__WHAT YOU SHOULD DO__. Filter the listing below and copy out every line that contains the string "front".

__INPUT FOR THIS TASK__.

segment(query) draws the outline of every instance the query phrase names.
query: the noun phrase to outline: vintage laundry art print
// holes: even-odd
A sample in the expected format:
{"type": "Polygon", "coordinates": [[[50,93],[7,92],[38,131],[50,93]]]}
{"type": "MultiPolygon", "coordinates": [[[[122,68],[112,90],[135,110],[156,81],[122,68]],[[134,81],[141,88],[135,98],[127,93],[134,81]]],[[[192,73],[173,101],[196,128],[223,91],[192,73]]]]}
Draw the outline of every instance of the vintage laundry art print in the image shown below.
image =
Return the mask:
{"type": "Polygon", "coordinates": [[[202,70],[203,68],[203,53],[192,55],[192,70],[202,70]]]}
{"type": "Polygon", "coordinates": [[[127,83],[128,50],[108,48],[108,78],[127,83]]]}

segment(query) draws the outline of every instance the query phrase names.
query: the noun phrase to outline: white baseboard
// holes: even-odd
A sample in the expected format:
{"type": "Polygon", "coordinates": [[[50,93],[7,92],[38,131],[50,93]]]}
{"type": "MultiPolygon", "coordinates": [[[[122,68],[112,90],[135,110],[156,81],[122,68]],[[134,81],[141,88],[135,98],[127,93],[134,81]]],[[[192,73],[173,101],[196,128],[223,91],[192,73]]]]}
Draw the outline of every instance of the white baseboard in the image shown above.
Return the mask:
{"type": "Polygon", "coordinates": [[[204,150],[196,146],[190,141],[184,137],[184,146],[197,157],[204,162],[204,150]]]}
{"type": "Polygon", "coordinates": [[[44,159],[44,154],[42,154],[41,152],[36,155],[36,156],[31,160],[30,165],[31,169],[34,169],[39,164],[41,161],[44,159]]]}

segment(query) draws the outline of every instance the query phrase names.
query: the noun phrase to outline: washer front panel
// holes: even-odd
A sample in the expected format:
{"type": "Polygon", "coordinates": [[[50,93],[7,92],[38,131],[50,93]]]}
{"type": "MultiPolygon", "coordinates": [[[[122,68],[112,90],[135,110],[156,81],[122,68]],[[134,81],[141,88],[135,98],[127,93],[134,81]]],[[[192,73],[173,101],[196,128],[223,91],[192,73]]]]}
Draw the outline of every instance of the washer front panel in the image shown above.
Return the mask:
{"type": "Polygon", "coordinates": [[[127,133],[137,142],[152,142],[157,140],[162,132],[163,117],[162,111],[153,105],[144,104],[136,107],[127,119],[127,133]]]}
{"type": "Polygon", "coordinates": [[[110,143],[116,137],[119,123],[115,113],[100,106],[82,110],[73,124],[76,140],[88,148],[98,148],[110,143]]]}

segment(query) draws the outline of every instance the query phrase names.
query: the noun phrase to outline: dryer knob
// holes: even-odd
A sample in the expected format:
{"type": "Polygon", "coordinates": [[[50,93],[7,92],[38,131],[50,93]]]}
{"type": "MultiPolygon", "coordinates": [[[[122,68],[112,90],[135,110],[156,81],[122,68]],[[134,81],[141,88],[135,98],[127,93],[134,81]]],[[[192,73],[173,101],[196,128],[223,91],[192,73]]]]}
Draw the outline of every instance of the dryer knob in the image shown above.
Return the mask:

__TASK OUTPUT__.
query: the noun phrase to outline: washer front panel
Draw the outline of every instance of the washer front panel in the image shown above.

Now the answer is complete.